━━━ Supplied data ━━━

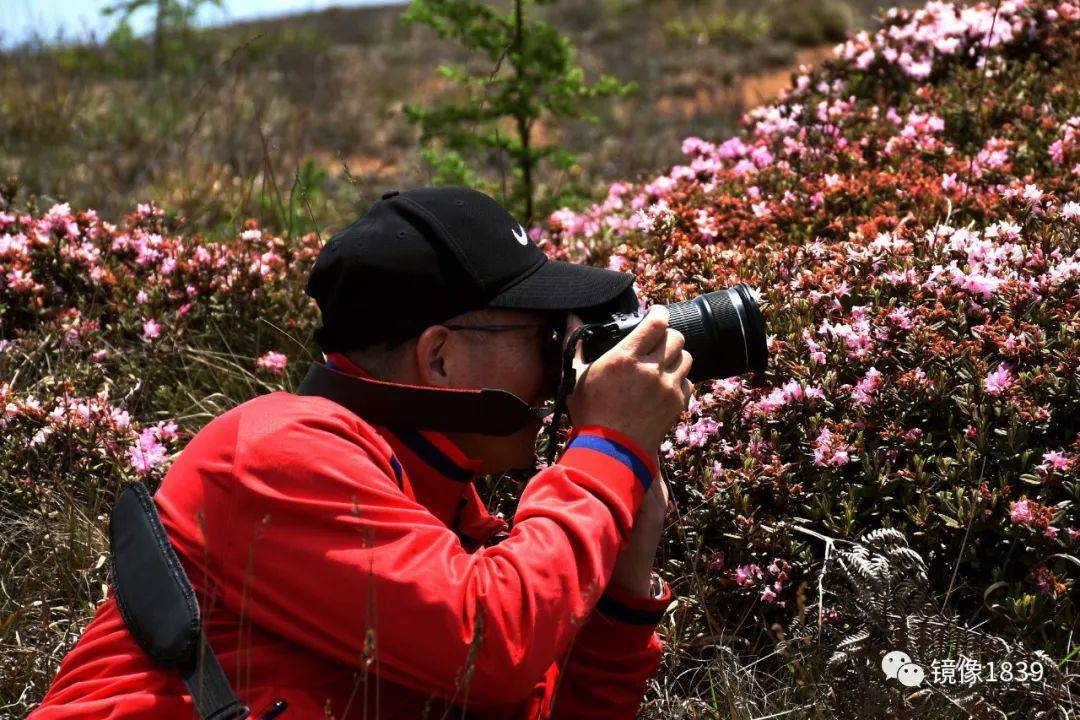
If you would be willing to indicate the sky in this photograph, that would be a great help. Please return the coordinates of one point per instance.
(22, 21)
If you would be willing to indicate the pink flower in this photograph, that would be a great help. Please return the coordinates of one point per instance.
(1020, 512)
(147, 452)
(999, 381)
(272, 362)
(865, 388)
(747, 574)
(151, 329)
(1054, 460)
(829, 450)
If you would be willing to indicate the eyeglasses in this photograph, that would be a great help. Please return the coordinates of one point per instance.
(552, 335)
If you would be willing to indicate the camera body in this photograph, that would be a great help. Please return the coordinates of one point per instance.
(724, 330)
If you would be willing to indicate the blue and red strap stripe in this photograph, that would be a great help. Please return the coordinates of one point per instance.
(618, 446)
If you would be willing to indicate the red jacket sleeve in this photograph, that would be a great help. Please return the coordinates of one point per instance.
(315, 542)
(612, 657)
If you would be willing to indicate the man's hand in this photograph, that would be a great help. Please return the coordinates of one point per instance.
(639, 386)
(633, 568)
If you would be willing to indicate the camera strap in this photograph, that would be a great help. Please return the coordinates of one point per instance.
(159, 607)
(421, 407)
(567, 380)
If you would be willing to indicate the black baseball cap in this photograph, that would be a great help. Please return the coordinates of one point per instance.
(421, 256)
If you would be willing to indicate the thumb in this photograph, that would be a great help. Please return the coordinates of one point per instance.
(572, 323)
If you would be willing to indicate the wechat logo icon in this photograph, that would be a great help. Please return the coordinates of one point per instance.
(898, 665)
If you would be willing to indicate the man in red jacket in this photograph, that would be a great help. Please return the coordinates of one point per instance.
(351, 570)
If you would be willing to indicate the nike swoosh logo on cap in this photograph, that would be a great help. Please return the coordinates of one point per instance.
(522, 239)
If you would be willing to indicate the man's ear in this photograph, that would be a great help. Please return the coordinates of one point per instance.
(431, 348)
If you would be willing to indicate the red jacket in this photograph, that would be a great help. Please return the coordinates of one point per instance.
(321, 546)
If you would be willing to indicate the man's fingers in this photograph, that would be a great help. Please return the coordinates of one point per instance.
(673, 351)
(648, 334)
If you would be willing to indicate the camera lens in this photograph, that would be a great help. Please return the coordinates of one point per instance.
(724, 330)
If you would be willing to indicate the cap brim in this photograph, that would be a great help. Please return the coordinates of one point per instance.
(558, 285)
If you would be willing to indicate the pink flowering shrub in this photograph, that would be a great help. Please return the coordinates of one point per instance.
(909, 213)
(127, 313)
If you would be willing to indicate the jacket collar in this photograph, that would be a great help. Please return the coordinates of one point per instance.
(440, 473)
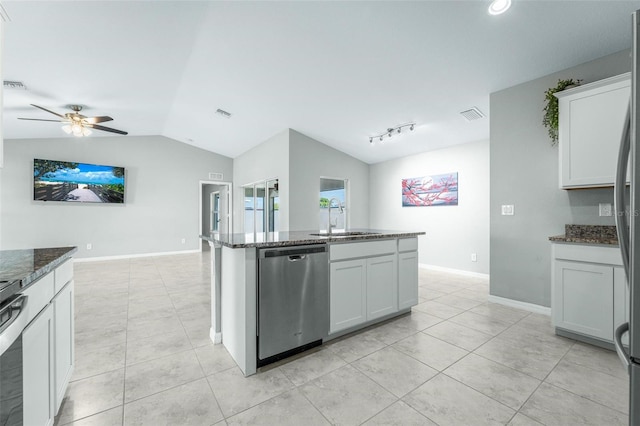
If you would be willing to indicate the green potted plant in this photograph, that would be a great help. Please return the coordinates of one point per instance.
(550, 119)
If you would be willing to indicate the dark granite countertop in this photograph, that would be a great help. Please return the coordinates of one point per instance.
(588, 234)
(296, 238)
(30, 264)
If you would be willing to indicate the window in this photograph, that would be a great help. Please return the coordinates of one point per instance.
(333, 203)
(257, 196)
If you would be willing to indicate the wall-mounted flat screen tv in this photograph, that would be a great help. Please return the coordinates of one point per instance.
(77, 182)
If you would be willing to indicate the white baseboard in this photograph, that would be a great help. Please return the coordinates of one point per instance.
(538, 309)
(131, 256)
(216, 338)
(453, 271)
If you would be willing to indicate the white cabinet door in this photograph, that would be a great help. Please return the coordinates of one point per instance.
(382, 286)
(37, 354)
(620, 301)
(591, 122)
(63, 341)
(583, 298)
(348, 283)
(407, 279)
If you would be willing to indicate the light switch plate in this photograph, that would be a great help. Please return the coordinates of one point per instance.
(604, 209)
(508, 210)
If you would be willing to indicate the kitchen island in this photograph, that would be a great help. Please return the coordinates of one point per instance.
(36, 338)
(373, 276)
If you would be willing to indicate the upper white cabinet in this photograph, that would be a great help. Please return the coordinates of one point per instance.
(591, 122)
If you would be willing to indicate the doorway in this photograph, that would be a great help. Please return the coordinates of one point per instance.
(215, 208)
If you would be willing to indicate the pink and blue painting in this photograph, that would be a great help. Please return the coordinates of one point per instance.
(436, 190)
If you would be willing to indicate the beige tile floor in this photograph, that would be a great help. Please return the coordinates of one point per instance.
(143, 357)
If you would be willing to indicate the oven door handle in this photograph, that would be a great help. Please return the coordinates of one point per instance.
(14, 327)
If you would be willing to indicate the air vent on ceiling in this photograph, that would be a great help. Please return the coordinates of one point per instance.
(14, 85)
(472, 114)
(223, 113)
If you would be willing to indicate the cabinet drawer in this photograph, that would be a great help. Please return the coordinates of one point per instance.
(364, 249)
(63, 274)
(39, 295)
(407, 244)
(588, 253)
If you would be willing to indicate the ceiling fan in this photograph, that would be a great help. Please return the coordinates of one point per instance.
(78, 124)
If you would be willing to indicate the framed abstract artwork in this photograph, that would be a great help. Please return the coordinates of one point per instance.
(435, 190)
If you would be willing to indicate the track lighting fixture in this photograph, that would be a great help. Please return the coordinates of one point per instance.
(391, 130)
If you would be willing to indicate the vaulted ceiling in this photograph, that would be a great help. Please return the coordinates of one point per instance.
(339, 72)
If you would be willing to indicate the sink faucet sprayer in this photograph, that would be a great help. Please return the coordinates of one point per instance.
(340, 209)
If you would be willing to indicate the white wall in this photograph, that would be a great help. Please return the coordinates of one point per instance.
(310, 160)
(452, 232)
(266, 161)
(161, 196)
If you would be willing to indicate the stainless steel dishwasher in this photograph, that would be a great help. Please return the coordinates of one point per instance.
(293, 300)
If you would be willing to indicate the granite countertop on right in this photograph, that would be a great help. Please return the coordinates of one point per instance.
(588, 234)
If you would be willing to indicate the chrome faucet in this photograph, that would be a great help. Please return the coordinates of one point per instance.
(340, 209)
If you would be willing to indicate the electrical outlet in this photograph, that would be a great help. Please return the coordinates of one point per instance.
(508, 210)
(604, 209)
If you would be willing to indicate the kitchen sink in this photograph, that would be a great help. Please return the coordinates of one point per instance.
(345, 234)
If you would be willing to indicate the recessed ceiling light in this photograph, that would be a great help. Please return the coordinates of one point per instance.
(498, 7)
(223, 113)
(13, 85)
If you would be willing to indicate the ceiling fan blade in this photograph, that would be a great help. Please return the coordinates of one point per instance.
(106, 129)
(49, 111)
(41, 119)
(100, 119)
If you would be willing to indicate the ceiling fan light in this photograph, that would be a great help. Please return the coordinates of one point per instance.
(498, 7)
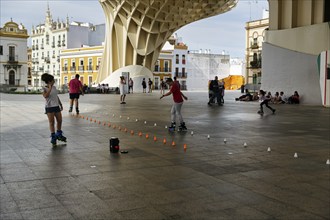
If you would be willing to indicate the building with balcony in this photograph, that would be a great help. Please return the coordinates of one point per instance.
(204, 66)
(13, 56)
(255, 34)
(84, 61)
(172, 62)
(48, 39)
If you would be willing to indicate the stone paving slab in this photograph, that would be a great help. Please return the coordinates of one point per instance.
(212, 179)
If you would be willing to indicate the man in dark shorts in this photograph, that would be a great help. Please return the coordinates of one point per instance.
(75, 89)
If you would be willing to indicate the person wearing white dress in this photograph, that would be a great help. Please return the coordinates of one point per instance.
(122, 89)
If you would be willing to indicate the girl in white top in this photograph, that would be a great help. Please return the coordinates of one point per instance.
(122, 89)
(53, 108)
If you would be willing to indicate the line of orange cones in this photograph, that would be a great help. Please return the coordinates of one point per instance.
(131, 132)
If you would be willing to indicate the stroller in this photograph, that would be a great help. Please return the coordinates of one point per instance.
(215, 96)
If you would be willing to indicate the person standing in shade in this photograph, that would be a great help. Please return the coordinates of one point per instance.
(162, 87)
(122, 88)
(130, 85)
(178, 97)
(264, 101)
(150, 86)
(215, 92)
(75, 89)
(144, 85)
(53, 108)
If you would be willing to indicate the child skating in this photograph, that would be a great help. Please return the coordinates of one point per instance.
(264, 101)
(178, 97)
(53, 108)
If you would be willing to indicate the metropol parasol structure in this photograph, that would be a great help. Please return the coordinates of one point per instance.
(295, 51)
(136, 31)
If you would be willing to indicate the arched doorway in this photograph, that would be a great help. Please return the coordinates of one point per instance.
(12, 77)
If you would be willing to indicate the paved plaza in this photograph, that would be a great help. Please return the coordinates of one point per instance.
(194, 175)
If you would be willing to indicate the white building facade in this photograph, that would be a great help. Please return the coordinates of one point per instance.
(50, 38)
(13, 56)
(204, 66)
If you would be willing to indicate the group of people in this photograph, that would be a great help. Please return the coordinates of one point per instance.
(278, 98)
(54, 106)
(216, 91)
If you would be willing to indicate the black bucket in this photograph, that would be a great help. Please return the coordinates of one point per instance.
(114, 145)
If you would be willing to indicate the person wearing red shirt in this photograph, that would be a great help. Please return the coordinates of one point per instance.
(75, 89)
(178, 97)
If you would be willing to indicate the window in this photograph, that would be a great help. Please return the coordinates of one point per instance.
(166, 65)
(12, 77)
(90, 64)
(11, 53)
(81, 64)
(90, 80)
(157, 66)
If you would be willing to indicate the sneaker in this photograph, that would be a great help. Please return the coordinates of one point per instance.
(59, 136)
(172, 127)
(182, 127)
(53, 139)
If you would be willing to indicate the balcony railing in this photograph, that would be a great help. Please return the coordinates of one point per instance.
(163, 69)
(255, 64)
(81, 68)
(90, 67)
(181, 75)
(12, 58)
(254, 46)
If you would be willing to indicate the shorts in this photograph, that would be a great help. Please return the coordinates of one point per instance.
(74, 95)
(52, 109)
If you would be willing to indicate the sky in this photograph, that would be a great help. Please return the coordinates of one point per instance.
(221, 33)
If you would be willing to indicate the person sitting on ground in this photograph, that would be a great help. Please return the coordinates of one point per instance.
(294, 99)
(246, 97)
(269, 95)
(99, 88)
(283, 98)
(276, 98)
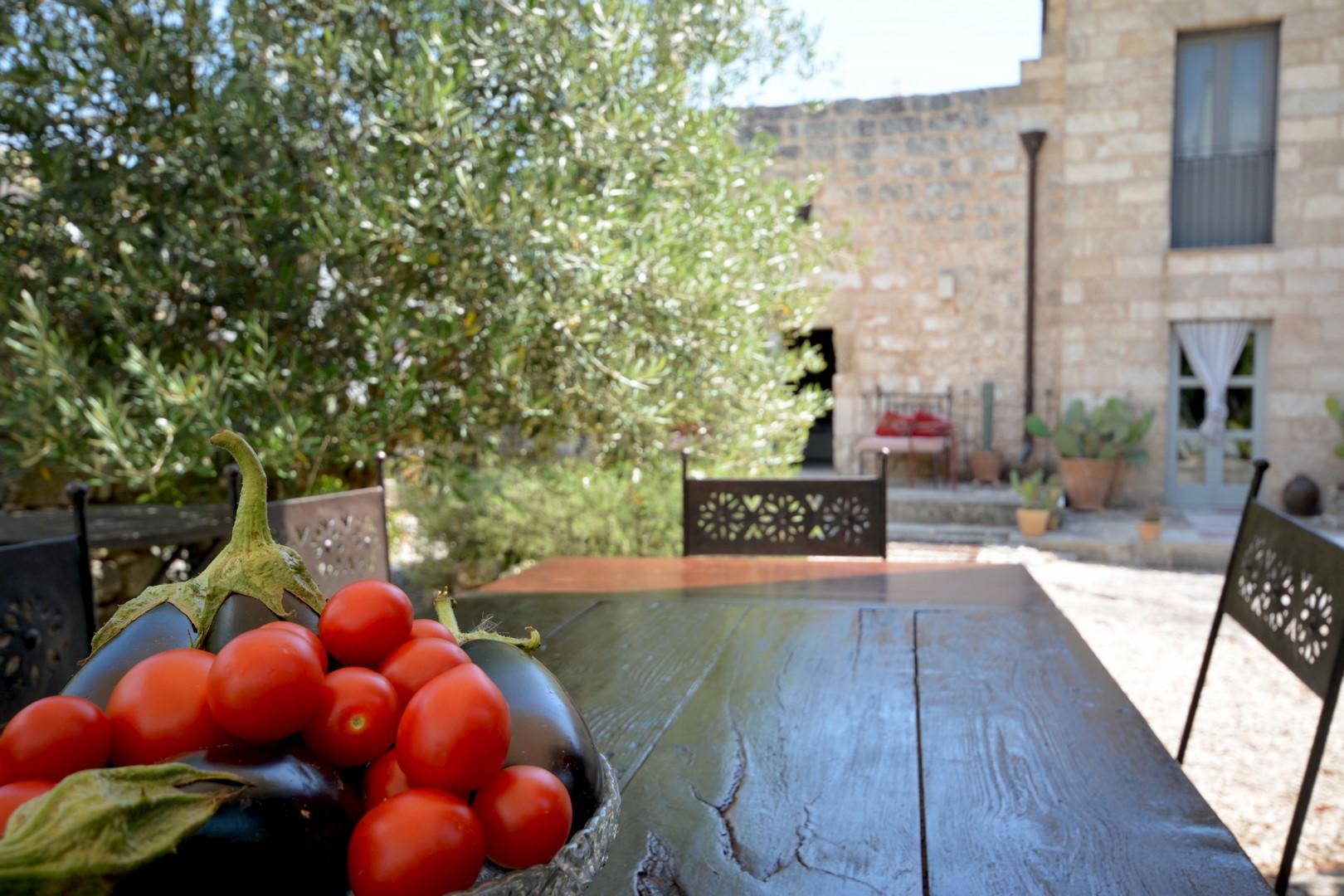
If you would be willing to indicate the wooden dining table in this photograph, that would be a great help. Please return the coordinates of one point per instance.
(795, 726)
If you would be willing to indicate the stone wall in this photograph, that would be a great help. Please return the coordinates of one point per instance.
(933, 193)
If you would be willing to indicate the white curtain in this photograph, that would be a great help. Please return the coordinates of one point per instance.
(1213, 348)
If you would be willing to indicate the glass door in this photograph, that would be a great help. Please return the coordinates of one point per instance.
(1203, 475)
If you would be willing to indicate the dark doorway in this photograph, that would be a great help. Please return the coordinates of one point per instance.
(821, 437)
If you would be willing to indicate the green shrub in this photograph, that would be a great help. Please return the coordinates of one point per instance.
(515, 514)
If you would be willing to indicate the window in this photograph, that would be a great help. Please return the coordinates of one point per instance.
(1224, 140)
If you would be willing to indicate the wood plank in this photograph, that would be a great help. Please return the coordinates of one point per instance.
(632, 666)
(1042, 777)
(1001, 586)
(513, 613)
(793, 768)
(650, 574)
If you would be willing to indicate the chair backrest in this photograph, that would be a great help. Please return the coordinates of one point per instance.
(1285, 586)
(843, 516)
(342, 536)
(46, 613)
(908, 403)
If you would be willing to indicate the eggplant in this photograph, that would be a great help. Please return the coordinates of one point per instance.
(284, 833)
(548, 728)
(251, 582)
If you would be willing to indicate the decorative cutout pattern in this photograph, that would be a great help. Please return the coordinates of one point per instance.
(769, 516)
(34, 644)
(1266, 583)
(339, 536)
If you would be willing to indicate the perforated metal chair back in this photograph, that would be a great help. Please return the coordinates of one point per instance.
(843, 516)
(46, 613)
(1285, 586)
(342, 538)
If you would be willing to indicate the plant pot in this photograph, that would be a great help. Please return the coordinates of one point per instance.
(1088, 481)
(1032, 523)
(1149, 529)
(984, 466)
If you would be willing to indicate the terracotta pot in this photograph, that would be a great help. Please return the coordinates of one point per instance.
(984, 466)
(1088, 481)
(1032, 523)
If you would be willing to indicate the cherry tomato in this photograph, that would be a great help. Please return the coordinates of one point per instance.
(54, 737)
(17, 793)
(158, 709)
(383, 779)
(355, 719)
(421, 843)
(413, 664)
(526, 815)
(455, 731)
(431, 629)
(364, 621)
(293, 627)
(264, 685)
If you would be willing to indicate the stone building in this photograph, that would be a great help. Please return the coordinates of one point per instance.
(1191, 173)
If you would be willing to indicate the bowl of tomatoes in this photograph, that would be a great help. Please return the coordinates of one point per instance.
(374, 755)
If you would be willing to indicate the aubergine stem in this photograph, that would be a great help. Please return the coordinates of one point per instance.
(444, 607)
(251, 523)
(251, 564)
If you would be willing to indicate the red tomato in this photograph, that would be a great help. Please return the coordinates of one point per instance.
(17, 793)
(421, 843)
(293, 627)
(158, 709)
(54, 737)
(355, 719)
(431, 629)
(526, 813)
(383, 779)
(364, 621)
(264, 685)
(455, 731)
(413, 664)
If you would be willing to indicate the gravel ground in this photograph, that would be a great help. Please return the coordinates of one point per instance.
(1255, 719)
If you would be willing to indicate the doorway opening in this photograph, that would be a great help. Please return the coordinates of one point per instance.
(1220, 475)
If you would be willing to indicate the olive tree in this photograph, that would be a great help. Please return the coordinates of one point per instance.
(459, 230)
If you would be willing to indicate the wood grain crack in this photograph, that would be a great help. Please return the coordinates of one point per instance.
(656, 874)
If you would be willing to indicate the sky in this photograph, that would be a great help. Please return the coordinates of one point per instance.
(871, 49)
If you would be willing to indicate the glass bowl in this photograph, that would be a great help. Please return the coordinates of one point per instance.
(577, 863)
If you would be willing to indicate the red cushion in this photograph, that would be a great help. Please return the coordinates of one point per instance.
(926, 423)
(893, 423)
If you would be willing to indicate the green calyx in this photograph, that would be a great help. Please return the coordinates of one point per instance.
(251, 563)
(102, 822)
(485, 631)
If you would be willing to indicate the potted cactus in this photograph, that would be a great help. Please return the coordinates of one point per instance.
(1040, 499)
(1092, 446)
(1151, 527)
(986, 462)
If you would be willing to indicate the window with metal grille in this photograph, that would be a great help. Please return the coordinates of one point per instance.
(1224, 139)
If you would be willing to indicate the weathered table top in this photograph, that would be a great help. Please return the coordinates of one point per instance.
(121, 525)
(793, 727)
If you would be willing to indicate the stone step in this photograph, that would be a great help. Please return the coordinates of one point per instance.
(957, 505)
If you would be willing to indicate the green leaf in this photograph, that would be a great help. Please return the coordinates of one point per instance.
(1038, 426)
(102, 822)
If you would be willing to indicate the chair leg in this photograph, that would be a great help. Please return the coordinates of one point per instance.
(1304, 796)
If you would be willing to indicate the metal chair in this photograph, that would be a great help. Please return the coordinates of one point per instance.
(843, 516)
(46, 611)
(342, 538)
(1283, 586)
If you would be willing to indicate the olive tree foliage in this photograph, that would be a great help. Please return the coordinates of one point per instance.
(453, 229)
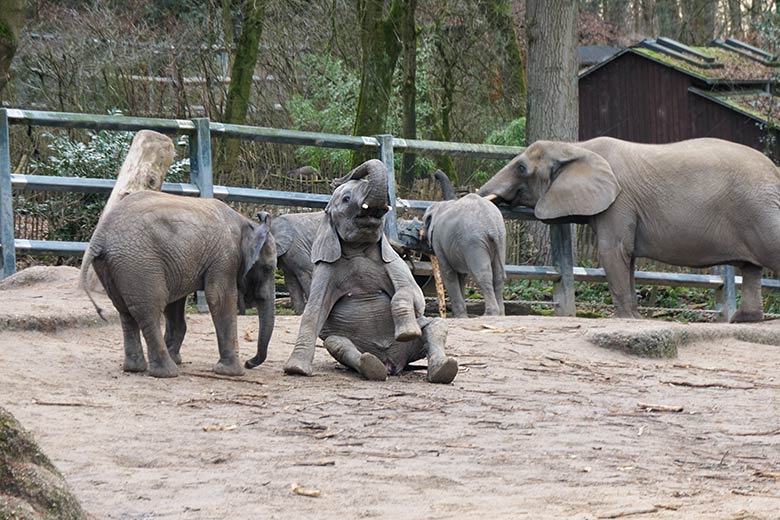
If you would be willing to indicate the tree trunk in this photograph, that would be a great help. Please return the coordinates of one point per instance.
(381, 47)
(407, 32)
(668, 16)
(698, 21)
(735, 18)
(499, 16)
(11, 24)
(441, 113)
(241, 74)
(551, 28)
(616, 12)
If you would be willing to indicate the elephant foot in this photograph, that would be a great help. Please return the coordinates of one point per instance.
(742, 316)
(230, 368)
(166, 368)
(444, 372)
(371, 368)
(134, 364)
(297, 365)
(255, 362)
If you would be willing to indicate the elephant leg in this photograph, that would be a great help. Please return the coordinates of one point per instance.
(134, 351)
(402, 307)
(751, 307)
(296, 293)
(479, 264)
(345, 352)
(222, 305)
(619, 267)
(497, 265)
(175, 328)
(454, 283)
(160, 362)
(441, 368)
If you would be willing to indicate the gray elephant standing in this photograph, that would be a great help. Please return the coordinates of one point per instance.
(468, 236)
(154, 249)
(364, 302)
(695, 203)
(294, 234)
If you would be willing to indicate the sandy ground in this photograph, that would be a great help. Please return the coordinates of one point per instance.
(539, 423)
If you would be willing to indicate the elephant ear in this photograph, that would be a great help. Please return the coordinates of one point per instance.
(326, 247)
(252, 241)
(582, 185)
(283, 233)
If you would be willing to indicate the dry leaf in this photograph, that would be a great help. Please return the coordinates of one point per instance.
(305, 492)
(220, 428)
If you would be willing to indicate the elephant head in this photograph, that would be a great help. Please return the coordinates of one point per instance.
(355, 213)
(557, 179)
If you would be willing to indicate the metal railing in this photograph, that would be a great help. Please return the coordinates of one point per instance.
(201, 130)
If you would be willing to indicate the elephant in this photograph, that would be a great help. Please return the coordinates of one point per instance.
(364, 303)
(468, 236)
(294, 234)
(153, 249)
(695, 203)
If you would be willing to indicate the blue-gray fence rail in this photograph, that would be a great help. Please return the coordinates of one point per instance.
(200, 130)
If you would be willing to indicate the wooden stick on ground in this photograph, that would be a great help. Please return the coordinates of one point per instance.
(439, 287)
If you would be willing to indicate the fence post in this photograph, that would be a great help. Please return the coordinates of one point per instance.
(386, 156)
(726, 295)
(201, 174)
(8, 254)
(563, 259)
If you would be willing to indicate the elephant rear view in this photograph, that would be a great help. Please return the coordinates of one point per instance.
(695, 203)
(154, 249)
(468, 236)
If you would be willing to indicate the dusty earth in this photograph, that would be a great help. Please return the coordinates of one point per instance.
(539, 423)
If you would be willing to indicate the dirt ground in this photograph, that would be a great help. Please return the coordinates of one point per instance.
(539, 423)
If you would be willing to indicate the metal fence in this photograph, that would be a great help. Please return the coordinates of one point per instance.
(200, 131)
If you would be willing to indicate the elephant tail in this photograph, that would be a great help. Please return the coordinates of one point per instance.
(92, 252)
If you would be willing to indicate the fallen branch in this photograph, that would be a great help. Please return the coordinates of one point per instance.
(629, 512)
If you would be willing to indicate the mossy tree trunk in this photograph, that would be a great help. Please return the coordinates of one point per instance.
(381, 47)
(553, 107)
(241, 74)
(11, 24)
(407, 32)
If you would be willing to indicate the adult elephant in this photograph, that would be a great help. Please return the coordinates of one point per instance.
(364, 302)
(468, 236)
(154, 249)
(294, 234)
(695, 203)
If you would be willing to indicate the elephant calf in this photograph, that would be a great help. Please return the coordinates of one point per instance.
(468, 236)
(364, 302)
(154, 249)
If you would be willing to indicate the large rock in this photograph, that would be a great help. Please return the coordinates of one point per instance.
(30, 485)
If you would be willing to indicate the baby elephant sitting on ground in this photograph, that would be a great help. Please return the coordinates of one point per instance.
(364, 302)
(153, 249)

━━━

_To do_. Add 71 to every point coordinate in the answers, starting at the row that contains "If you would be willing to indicate the fallen" and ending at the last row. Write out all those rows again, requests included, with the new coordinates.

_Answer to the problem_.
If you would be willing to indicate the fallen branch in this photograph, that would be a great help. Please return the coordinates of one point per instance.
(700, 583)
If you would be willing to indicate the mossy tree trunk in this photograph, that would be a great help. Please return the coordinates of one point per instance.
(452, 118)
(624, 178)
(312, 145)
(82, 95)
(478, 103)
If you would be willing to indicate the adult elephant in this photograph, that would be a great help. Please return the coordinates of one point per instance.
(435, 373)
(539, 307)
(225, 320)
(365, 305)
(766, 274)
If you would be willing to indicate the elephant calf in this photograph, that would be a great help. Please return the coordinates of one point per instance.
(539, 307)
(435, 373)
(225, 320)
If you would be willing to indicate the large rock in this photograph, that would be a great help. Please return the coordinates of one point per instance.
(101, 556)
If you would be willing to indicate the baby elephant sitting on ground in this photograph, that would be a great help. Please return the coordinates of one point per instance.
(435, 373)
(224, 320)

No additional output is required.